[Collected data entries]
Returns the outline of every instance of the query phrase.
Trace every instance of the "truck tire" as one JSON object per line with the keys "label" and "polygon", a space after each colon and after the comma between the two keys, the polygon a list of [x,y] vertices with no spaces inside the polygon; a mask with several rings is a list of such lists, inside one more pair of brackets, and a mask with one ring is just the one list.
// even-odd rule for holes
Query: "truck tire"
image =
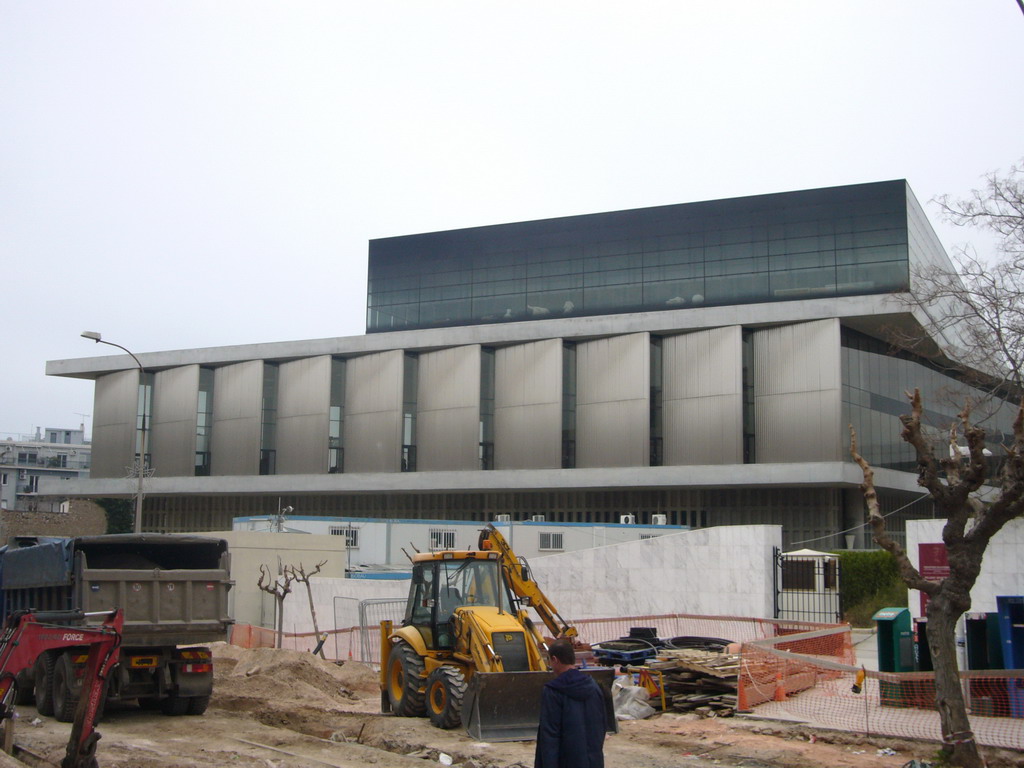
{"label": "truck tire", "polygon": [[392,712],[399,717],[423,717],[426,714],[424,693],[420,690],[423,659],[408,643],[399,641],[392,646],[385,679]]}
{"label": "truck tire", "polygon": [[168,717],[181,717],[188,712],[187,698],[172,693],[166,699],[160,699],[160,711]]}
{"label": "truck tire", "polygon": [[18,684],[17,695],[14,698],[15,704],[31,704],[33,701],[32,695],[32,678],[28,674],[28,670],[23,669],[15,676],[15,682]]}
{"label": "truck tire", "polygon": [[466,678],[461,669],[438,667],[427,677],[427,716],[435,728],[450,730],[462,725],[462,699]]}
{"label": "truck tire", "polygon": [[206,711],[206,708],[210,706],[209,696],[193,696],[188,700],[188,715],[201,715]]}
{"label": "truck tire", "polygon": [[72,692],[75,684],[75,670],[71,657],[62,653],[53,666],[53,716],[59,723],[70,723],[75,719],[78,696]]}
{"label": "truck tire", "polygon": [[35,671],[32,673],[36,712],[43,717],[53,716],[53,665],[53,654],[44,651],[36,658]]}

==

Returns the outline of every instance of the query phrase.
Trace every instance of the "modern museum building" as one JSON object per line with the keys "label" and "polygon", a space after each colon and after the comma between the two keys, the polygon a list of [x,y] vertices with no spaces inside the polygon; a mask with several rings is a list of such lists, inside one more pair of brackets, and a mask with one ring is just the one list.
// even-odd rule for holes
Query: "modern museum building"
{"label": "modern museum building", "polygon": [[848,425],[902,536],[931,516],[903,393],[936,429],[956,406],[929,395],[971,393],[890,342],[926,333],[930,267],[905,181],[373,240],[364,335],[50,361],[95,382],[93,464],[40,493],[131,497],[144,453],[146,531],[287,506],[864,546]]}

=== YOUR ASSIGNMENT ===
All lines above with the word "each" need to be reported.

=== EXERCISE ANSWER ===
Trace every instance of the "truck tire" as one JSON object per line with the keys "label" and "polygon", a space after each colon and after the comma between the two keys, the polygon a list of [x,y] vertices with no spaces inside the polygon; a mask with several rings is a list of such lists, inside one more pair of brackets, and a mask with one ring is just the one list.
Trace every instance of the "modern museum building" as one JSON object per line with the keys "label" and "polygon", a space after each colon and after the comma between the two keys, the polygon a list of [x,y] vertices with no spaces inside the polygon; a mask with several rings is a list of such lists, inside one more pair of brackets, and a mask with one ring is just the one list.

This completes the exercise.